START PASSAGE SHOWN

Football runs season to season – a bit like the tax year. So it’s essential that the Lewes management team can plan not just for the next month, but for the next 12.
“What you don’t want is any surprises six months down the line,” Biram explains. “For example, the manager needs to know how much they can spend on players for the whole season. It’s no good getting three months in, having spent the majority of the budget. Players need to know they’ll be financially secure for the full season.”
Since adopting Xero, the team at Lewes has been able to give players certainty and confidence that they’ll be well looked after for the season. In return, this helps the club attract and retain top talent.
Without financial sustainability and visibility, clubs can fall behind on their obligations and jeopardise cash flow. Difficulties spiral, where clubs are unable to pay suppliers until they’ve generated more income. It’s difficult to maintain motivation and keep staff morale up. And this insecurity soon finds its way onto the pitch.
Using Xero, Biram can calculate profit and loss, create cash flow forecasts, and compile reports that make it easier to spend and invest effectively. Running a successful football club demands that the management team has financial confidence – the assurance that the money exists for important strategic decisions to be made.

END PASSAGE SHOWN
START DATA SUPPLIED

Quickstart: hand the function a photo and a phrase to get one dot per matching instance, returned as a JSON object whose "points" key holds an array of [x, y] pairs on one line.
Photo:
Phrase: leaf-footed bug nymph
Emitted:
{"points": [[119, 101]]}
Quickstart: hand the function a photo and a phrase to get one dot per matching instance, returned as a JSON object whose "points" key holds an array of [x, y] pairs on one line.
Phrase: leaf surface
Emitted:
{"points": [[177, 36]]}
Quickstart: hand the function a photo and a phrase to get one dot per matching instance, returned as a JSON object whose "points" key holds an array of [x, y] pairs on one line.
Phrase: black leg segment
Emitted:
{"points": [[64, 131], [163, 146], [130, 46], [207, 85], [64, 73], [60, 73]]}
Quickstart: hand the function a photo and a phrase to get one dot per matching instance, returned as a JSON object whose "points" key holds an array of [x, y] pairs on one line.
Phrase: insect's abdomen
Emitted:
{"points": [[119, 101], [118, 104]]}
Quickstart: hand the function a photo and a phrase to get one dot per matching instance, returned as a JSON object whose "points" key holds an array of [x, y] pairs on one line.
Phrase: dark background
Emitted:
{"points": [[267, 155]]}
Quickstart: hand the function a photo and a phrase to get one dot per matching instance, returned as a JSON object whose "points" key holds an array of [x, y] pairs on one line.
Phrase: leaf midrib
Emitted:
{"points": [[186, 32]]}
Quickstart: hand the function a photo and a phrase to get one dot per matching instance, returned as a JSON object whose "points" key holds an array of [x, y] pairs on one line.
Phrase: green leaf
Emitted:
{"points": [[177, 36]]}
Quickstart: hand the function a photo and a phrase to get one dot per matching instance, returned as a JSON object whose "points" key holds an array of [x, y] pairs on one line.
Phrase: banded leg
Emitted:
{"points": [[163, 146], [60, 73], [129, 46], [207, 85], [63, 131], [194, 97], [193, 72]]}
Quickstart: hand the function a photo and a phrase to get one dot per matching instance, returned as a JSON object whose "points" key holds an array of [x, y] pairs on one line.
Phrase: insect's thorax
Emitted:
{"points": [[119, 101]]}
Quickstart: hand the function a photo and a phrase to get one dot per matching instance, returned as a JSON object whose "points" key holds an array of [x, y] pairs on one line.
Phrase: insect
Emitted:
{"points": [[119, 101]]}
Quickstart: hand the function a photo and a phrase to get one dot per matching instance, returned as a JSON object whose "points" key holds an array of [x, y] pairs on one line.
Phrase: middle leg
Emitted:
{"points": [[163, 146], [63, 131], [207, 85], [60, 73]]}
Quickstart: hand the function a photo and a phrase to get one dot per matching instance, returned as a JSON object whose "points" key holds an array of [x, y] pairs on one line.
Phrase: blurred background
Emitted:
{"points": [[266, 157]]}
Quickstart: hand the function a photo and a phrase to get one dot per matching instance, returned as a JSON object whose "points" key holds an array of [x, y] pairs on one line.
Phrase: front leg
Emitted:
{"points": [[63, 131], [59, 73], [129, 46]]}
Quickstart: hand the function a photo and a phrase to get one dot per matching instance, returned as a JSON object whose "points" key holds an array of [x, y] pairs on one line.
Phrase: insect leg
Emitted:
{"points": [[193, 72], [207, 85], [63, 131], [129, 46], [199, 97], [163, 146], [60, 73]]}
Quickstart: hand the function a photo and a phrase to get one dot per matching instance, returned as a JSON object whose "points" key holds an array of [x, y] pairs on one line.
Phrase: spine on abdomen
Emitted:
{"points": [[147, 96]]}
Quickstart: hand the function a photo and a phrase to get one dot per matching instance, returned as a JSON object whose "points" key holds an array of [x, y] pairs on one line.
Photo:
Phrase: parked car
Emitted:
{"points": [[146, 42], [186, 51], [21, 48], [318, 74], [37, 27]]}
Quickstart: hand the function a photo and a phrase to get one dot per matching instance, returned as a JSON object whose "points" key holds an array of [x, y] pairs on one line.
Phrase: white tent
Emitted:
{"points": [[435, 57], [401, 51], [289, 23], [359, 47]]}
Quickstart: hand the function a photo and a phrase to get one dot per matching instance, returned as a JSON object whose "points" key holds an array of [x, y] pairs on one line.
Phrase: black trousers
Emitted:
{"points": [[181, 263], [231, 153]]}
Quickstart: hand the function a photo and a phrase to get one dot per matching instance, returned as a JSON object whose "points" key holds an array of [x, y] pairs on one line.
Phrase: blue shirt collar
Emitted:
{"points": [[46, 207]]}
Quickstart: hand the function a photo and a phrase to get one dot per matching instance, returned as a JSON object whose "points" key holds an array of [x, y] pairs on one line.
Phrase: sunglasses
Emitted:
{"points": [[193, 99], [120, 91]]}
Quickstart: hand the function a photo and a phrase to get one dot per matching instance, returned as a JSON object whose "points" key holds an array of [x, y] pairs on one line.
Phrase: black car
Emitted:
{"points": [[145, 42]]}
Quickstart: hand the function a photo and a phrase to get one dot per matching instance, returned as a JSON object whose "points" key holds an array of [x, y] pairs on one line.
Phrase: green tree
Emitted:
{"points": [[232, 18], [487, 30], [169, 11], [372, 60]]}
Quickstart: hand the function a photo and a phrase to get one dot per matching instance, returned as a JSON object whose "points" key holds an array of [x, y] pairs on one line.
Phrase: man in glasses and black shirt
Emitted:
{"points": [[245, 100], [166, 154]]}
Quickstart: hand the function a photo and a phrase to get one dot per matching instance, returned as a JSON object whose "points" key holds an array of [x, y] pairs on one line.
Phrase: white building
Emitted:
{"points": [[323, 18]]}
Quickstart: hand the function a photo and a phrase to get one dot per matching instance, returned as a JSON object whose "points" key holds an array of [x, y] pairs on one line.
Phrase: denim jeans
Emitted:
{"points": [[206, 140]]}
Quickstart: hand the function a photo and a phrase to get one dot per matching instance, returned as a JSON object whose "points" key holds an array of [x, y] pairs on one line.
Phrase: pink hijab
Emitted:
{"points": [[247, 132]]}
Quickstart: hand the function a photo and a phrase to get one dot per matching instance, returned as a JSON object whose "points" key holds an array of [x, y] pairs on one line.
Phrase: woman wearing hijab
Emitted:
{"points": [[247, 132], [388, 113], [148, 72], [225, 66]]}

END DATA SUPPLIED

**EXERCISE AIM**
Extend the passage about Lewes football club's finances, beginning after its last sentence.

**RESPONSE TO THIS TASK**
“Using Xero, we can tell the manager exactly how much money they have for players at the start of the season,” Biram shares. This knowledge is especially useful for making major financial decisions – such as buying players in an upcoming transfer window or investing in new equipment. This was the case when the team was exploring funding options for a new pitch.
“We got a grant for a new Premier League-level hybrid carpet pitch, which is quite unusual for a grassroots club. Using Xero we were able to gather together all of the financial information to fill out the grant application. Which is something that would have taken ages to produce without it.”
Access to accurate financial data has been empowering for Lewes FC. Over the past year, wage inflation has driven higher staffing costs and sparked conversations about what’s affordable. By consistently tracking club income and expenditure, the team can enter discussions with suppliers and negotiate more strategically, based on reliable financial information.
What’s more, interactions with external stakeholders have been made much easier too: “We can share information with the Barclays Women’s Championship and Isthmian Premier league so quickly and easily,” Biram says. “The data is readily available, which means we can be efficient with submissions.”
The community difference
One of the defining differences between Lewes FC and other football clubs is that it’s fan owned. In practice, that means owners – who are community members – get a say in how the club operates.
“Lewes football club is a community asset. As a town, Lewes has always embraced diversity and equality,” Biram shares. “So the football club matches the ethos of the town.”
Lewes’ impact on the community has been astounding, and it’s propped up by their focus on financial sustainability and creating an impact on and off the pitch.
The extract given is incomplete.